**WORK TO COMPLETE**. The records that follow are to be transcribed in full, without their images.

**TASK DATA**.
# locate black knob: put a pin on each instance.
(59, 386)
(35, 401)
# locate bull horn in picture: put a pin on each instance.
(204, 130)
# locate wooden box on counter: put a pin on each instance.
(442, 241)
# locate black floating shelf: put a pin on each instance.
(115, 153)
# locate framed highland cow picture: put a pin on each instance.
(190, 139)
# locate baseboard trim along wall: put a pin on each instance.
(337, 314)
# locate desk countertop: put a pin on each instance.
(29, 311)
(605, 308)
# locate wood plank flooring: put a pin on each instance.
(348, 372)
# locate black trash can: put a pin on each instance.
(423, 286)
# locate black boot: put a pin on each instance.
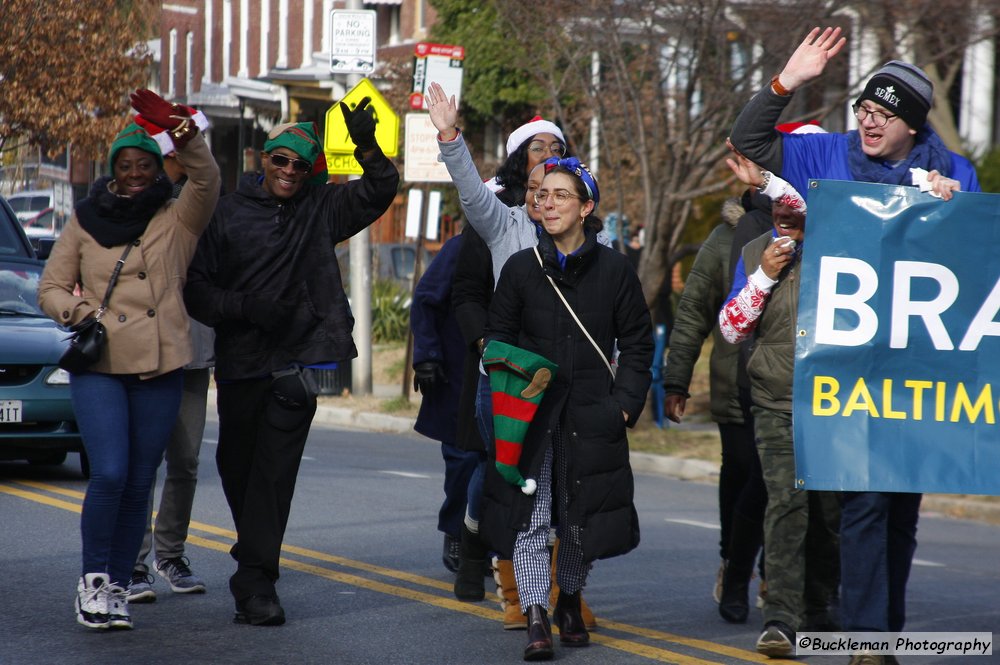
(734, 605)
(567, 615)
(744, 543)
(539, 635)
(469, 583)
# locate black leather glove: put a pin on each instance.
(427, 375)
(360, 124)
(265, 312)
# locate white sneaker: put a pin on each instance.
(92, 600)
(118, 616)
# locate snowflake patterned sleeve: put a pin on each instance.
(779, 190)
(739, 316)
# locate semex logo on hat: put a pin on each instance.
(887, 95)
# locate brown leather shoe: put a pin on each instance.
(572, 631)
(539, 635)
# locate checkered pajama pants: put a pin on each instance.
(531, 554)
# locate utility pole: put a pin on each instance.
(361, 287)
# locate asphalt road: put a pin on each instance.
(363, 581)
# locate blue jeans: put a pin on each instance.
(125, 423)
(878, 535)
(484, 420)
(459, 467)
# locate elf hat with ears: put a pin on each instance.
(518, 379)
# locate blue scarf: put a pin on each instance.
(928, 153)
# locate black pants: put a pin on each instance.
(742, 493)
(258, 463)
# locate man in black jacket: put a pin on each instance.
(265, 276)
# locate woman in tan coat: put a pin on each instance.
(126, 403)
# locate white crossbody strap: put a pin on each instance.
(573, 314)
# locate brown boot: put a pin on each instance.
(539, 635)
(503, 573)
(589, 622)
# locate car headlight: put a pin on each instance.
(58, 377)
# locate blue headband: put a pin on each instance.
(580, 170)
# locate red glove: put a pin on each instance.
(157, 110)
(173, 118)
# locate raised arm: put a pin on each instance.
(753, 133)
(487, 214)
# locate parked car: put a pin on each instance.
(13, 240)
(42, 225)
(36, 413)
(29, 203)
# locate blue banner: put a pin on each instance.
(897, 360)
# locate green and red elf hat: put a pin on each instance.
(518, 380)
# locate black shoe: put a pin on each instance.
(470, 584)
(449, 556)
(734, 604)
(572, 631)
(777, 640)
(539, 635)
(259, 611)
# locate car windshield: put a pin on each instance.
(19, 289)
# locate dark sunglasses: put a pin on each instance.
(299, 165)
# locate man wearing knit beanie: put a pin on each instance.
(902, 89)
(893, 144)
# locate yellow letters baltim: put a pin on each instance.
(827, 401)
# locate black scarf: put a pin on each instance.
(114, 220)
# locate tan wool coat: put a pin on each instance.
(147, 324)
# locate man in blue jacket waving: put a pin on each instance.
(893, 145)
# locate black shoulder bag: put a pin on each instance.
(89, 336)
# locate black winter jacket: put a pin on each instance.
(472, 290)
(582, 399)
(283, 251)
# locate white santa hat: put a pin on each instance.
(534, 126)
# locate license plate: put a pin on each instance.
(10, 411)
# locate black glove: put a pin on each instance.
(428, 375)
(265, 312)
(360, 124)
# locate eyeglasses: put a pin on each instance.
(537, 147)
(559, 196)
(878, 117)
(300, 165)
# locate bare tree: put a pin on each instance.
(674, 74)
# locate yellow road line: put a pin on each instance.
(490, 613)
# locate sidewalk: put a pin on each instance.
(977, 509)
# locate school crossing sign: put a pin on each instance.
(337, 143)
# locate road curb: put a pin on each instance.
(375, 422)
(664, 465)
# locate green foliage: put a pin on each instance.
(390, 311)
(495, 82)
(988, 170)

**CORRECT RESPONSE**.
# locate black knob: put a pin on each instance.
(59, 386)
(35, 401)
# locate bull horn in picture: put a pin on each instance.
(204, 130)
# locate wooden box on counter: put a pin on each instance.
(442, 241)
# locate black floating shelf: put a pin on each instance.
(115, 153)
# locate framed highland cow picture: put a pin on each instance.
(190, 139)
# locate baseboard trim along wall: put a pin on each instance.
(337, 314)
# locate desk countertop: put a pin on each instance.
(29, 311)
(605, 308)
# locate wood plank flooring: put a pin on each instance.
(348, 372)
# locate black trash can: put a pin on each instance.
(423, 286)
# locate black boot: put a pin on each instance.
(734, 605)
(567, 615)
(744, 543)
(539, 635)
(469, 583)
# locate black leather glove: put a pin on each instance.
(427, 375)
(360, 124)
(265, 312)
# locate white sneaker: put a pin on each instance.
(92, 600)
(118, 616)
# locate snowflake patterned sleeve: put a pin on each instance.
(779, 190)
(739, 316)
# locate semex logo on hat: put a pin on each instance.
(887, 95)
# locate brown leather shoe: put a pin on each instance.
(572, 631)
(539, 635)
# locate checkered pajama pants: put a pin on each instance.
(531, 554)
# locate utility pole: put a pin on each instance.
(361, 287)
# locate asphalt road: put a pin on each instance.
(363, 581)
# locate blue jeans: put a pin on each instance.
(125, 423)
(878, 535)
(484, 420)
(459, 467)
# locate elf hat with ears: put a pin on each instance.
(518, 379)
# locate blue scarf: put a pin on each instance.
(928, 153)
# locate black pants: put a pin on each instance.
(742, 493)
(258, 463)
# locate man in black jacket: put a pin on each instance.
(265, 276)
# locate woman in tan coat: put a pin on each instance.
(126, 403)
# locate white crossbody strap: put a pin on each instance.
(573, 314)
# locate brown boot: put a pin on each instance.
(539, 635)
(503, 573)
(589, 622)
# locate car headlight: put a pin on each instance.
(58, 377)
# locate blue headband: put a pin on each instance.
(580, 170)
# locate red glove: put a pin on each instance.
(157, 110)
(173, 118)
# locate raised arm: put a pin on each instance.
(753, 133)
(487, 214)
# locate parked car: put a pin on each instance.
(13, 240)
(42, 225)
(36, 413)
(29, 203)
# locate blue banner: put a pin on each instance.
(897, 360)
# locate green and red elf hat: put a pin on each instance.
(518, 380)
# locate black shoe: put a pin on each instance.
(470, 584)
(449, 556)
(734, 604)
(572, 631)
(777, 640)
(539, 635)
(259, 611)
# locate car windshield: put a pin on each instance.
(19, 289)
# locate dark sunglasses: put a pin on each instance.
(299, 165)
# locate man wearing knit beanie: put a pin on each instance.
(902, 89)
(893, 144)
# locate yellow letters baltim: put a pin on each instance.
(827, 401)
# locate black scarf: put a pin on each instance.
(114, 220)
# locate tan wool coat: put a pin on each instance.
(147, 324)
# locate man in blue jacket waving: put a pin on each instance.
(893, 145)
# locate black shoulder bag: put a pin on each instance.
(89, 336)
# locate black winter jacket: put a pin on each instance.
(472, 290)
(582, 399)
(283, 251)
# locate white santa hat: put a pin on each instance.
(534, 126)
# locate license plate: put a pin on each instance.
(10, 411)
# locate black glove: put a pin on each instance.
(428, 375)
(265, 312)
(360, 124)
# locate eyeglasses: put a pin on each instance.
(537, 147)
(559, 196)
(878, 117)
(300, 165)
# locate bare tree: put a pin on each instance.
(674, 74)
# locate yellow road line: put a pin on each instance.
(490, 613)
# locate sidewalk: put a pin on each instance.
(977, 509)
# locate school crossing sign: put a pin on each instance.
(337, 143)
# locate road curb: put a pin on each instance.
(375, 422)
(664, 465)
# locate green foliage: put a pin on each instance.
(390, 311)
(495, 82)
(988, 170)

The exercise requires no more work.